SELECTED PASSAGE –
┌────────

Book Review : 23 Minutes Past 1 A.M. by Robert J Dornan



Not a book for every reader. Interesting but not recommended for highly sensitive people.

In 23 past 1 AM, Dornan recounts the ramifications of the Chernobyl explosion through an imaginary family. An autobiography writer, Adam Byrd, is called to Kiev by an old girlfriend, Lena. Lena’s aunt, Tania, is sick and would like to give a first-hand account of the struggles her family faced back then and the horrors of the radiation poisoning.

The story begins when a 15-year-old Tania moves to  Pripyat with her family, young brother, Roman, older sister, Mila, father, Anton, and mother, Tatiana. Five years later, a day before the explosion, Tania is set to marry Yuri. The family is happy, unaware of the tragedy to follow.

└────────

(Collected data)
┌────────

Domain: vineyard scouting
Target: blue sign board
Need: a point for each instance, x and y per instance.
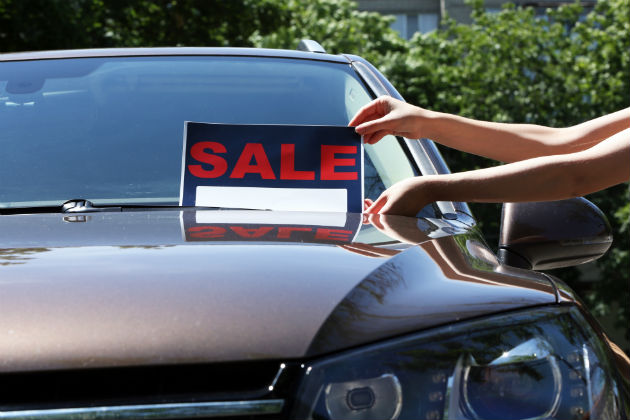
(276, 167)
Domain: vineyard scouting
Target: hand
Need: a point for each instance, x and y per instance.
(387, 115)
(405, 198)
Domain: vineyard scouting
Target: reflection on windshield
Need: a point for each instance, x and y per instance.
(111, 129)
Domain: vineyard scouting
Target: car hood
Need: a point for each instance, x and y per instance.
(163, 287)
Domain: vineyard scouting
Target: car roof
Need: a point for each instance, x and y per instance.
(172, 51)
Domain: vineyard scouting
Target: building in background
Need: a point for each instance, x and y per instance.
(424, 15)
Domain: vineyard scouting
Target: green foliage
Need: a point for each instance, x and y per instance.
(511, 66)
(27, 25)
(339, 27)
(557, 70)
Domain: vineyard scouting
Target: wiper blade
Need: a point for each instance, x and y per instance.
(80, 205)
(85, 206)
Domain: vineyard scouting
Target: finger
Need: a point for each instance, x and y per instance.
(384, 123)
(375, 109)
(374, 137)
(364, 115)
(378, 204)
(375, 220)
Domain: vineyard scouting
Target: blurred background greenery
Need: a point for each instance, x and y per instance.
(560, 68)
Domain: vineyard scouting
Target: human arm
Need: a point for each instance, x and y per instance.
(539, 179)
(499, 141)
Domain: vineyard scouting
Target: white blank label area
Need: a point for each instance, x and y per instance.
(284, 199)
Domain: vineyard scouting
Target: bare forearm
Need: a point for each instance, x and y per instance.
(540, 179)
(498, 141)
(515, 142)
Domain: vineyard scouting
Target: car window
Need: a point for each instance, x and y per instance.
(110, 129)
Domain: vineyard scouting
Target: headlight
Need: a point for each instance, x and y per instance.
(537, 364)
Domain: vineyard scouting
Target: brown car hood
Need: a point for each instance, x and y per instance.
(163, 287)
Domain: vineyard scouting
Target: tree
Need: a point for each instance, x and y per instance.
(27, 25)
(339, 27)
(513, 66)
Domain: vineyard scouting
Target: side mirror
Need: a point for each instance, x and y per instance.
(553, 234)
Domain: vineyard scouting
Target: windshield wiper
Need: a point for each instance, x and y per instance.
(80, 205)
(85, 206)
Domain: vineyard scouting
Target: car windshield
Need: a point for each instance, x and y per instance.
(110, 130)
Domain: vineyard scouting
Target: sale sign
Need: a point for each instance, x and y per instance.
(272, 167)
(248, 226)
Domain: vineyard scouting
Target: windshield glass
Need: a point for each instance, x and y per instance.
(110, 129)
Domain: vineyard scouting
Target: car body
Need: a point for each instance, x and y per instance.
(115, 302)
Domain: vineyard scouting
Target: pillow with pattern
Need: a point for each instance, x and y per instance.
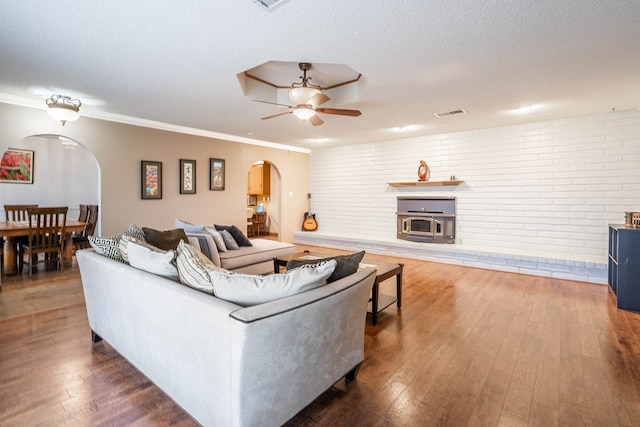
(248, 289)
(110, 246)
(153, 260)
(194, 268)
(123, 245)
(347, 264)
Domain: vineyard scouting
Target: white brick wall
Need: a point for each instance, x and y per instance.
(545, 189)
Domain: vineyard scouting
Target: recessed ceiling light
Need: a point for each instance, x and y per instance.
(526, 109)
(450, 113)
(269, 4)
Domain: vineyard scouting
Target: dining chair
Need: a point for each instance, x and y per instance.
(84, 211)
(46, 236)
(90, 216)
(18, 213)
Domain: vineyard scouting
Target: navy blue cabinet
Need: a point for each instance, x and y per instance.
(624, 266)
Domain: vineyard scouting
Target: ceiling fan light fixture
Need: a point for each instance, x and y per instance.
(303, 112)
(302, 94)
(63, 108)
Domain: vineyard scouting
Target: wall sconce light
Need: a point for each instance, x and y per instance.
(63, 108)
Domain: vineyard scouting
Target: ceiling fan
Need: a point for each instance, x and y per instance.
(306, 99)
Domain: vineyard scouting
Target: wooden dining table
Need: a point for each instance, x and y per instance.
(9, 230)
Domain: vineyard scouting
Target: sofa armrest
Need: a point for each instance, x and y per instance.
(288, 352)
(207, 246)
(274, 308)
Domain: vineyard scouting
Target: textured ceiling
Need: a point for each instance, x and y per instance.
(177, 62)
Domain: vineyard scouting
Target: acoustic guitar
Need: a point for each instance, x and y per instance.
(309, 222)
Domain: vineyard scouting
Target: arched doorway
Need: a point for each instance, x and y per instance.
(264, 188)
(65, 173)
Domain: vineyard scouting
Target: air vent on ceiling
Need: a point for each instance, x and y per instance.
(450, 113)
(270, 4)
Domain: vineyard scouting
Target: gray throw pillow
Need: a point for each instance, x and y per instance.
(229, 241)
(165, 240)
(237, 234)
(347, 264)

└────────
┌────────

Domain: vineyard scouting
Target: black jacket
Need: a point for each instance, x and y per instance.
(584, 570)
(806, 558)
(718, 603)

└────────
┌────────

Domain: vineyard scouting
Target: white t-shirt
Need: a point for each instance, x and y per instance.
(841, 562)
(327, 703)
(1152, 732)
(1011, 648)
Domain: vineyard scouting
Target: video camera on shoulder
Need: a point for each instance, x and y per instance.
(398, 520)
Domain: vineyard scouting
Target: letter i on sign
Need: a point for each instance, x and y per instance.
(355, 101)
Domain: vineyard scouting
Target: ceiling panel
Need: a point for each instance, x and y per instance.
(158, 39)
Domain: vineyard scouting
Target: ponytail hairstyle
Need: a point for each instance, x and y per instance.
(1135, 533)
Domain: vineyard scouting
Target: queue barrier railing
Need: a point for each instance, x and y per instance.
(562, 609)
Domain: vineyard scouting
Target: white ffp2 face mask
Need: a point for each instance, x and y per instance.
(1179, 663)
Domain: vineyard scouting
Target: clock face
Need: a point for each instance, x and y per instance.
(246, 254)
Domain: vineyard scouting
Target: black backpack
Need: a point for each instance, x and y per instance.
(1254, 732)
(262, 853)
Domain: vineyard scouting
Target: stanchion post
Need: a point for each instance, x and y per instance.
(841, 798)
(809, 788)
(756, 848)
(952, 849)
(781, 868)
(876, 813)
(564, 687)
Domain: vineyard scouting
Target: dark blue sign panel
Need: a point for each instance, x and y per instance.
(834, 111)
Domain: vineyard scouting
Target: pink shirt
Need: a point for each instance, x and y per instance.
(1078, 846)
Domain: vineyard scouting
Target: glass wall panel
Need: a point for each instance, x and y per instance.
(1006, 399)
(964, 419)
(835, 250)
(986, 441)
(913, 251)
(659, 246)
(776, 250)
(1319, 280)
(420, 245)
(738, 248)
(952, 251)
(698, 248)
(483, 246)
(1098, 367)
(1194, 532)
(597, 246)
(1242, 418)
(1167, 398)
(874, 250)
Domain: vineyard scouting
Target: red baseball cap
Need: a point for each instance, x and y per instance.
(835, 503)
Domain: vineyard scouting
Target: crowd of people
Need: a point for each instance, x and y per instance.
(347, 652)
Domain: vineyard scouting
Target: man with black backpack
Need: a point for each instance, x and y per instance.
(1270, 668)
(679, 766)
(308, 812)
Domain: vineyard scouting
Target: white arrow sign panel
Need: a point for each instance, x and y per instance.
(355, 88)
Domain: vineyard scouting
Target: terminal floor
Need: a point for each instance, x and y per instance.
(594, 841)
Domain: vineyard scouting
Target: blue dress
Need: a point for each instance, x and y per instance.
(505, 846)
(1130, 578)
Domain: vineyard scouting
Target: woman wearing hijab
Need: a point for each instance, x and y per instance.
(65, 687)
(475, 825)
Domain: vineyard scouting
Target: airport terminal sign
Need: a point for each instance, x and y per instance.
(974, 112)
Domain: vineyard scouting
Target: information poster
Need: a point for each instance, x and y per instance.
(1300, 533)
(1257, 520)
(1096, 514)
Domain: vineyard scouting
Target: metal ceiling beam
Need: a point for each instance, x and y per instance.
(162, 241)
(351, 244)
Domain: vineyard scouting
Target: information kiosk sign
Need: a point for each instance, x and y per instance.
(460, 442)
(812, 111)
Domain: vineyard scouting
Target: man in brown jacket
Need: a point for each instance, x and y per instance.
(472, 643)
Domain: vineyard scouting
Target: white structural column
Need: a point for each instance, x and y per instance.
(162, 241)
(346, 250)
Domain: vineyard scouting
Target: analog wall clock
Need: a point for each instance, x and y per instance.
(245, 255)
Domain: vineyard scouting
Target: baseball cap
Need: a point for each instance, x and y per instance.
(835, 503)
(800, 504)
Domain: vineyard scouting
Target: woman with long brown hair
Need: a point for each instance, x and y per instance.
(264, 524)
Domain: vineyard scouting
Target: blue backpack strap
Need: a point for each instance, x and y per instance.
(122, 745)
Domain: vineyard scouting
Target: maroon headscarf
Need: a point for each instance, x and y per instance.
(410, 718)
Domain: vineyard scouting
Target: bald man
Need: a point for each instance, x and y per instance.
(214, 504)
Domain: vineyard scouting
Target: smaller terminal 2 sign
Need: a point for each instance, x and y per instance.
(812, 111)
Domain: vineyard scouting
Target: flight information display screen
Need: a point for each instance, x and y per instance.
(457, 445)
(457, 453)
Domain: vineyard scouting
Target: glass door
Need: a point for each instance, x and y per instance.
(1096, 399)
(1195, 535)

└────────

WHAT IS EXPECTED – Reproduce word for word the portion of the book review that opens with "In 23 past 1" and closes after "the radiation poisoning.".

WRITTEN SOLUTION –
In 23 past 1 AM, Dornan recounts the ramifications of the Chernobyl explosion through an imaginary family. An autobiography writer, Adam Byrd, is called to Kiev by an old girlfriend, Lena. Lena’s aunt, Tania, is sick and would like to give a first-hand account of the struggles her family faced back then and the horrors of the radiation poisoning.